***** Raw data

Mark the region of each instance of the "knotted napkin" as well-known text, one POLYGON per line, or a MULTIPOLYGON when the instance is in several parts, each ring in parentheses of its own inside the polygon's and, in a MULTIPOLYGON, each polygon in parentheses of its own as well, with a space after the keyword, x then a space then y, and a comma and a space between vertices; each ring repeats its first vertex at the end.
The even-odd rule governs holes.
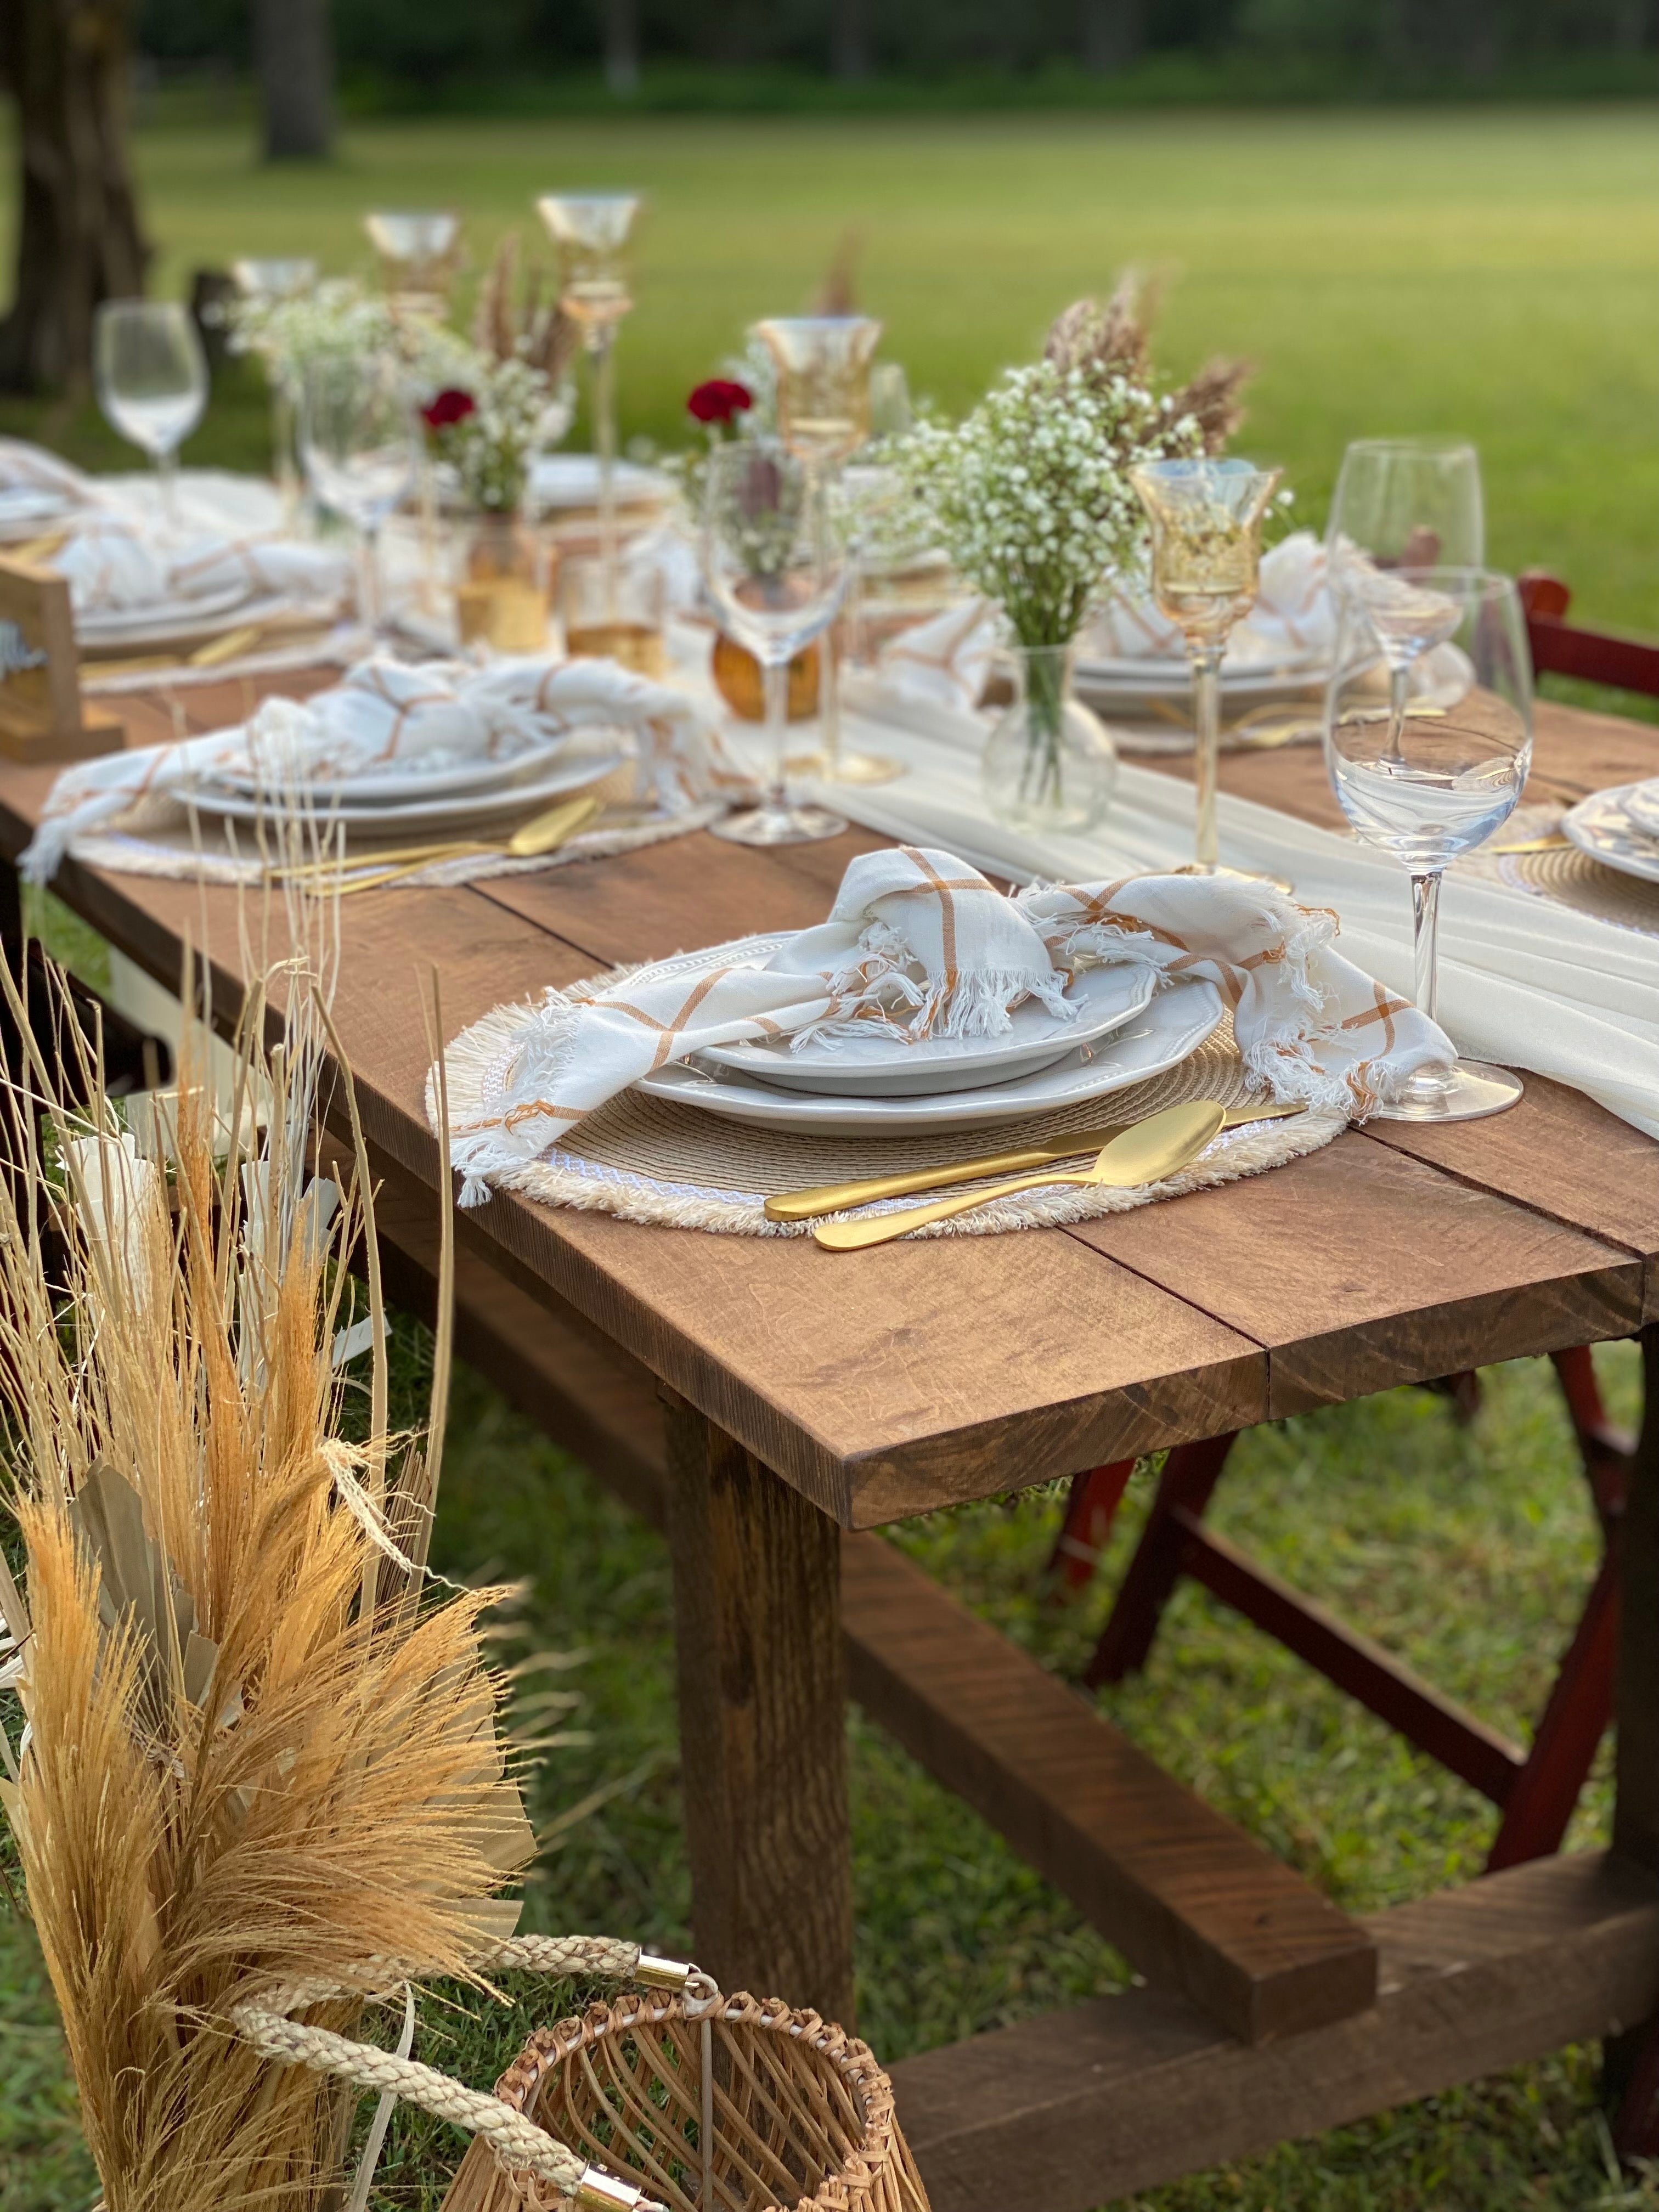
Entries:
POLYGON ((0 527, 19 529, 61 520, 66 510, 94 507, 93 479, 44 446, 25 438, 0 438, 0 527))
POLYGON ((510 760, 561 740, 597 760, 617 736, 638 763, 641 800, 665 813, 746 788, 690 699, 614 661, 370 659, 303 704, 267 699, 234 728, 66 769, 18 866, 46 883, 75 838, 139 809, 186 805, 204 781, 233 771, 257 781, 273 813, 305 805, 325 825, 328 786, 344 776, 510 760))
POLYGON ((331 611, 351 575, 336 546, 169 528, 113 506, 78 514, 52 565, 68 579, 70 604, 82 616, 216 604, 232 590, 246 600, 314 600, 331 611))
MULTIPOLYGON (((1073 972, 1096 963, 1214 983, 1257 1083, 1363 1117, 1456 1055, 1425 1015, 1332 950, 1336 928, 1334 915, 1236 877, 1038 884, 1008 898, 950 853, 860 854, 828 921, 763 964, 734 946, 729 966, 550 989, 527 1026, 521 1009, 498 1009, 465 1030, 446 1054, 455 1088, 482 1109, 451 1131, 460 1202, 481 1205, 487 1178, 527 1166, 639 1077, 709 1045, 833 1039, 855 1024, 878 1025, 897 1050, 995 1036, 1027 999, 1064 1018, 1073 972)), ((435 1104, 429 1081, 434 1127, 435 1104)))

**********

→ To do: Write out the records exactly, starting at the first line and stopping after the line that contains "The even-odd rule governs holes.".

→ Answer space:
Mark the region of each instance of the "knotted napkin" as well-known text, one POLYGON per line, or a MULTIPOLYGON when the instance is in several parts, each ring in parentheses of its own inside the polygon's and, in a MULTIPOLYGON, each polygon in parentheses of its own as well, with a space after the keyword, x then a space then y, and a comma and a space between vertices; each ring repeats its first vertex at the end.
The even-odd rule governs holes.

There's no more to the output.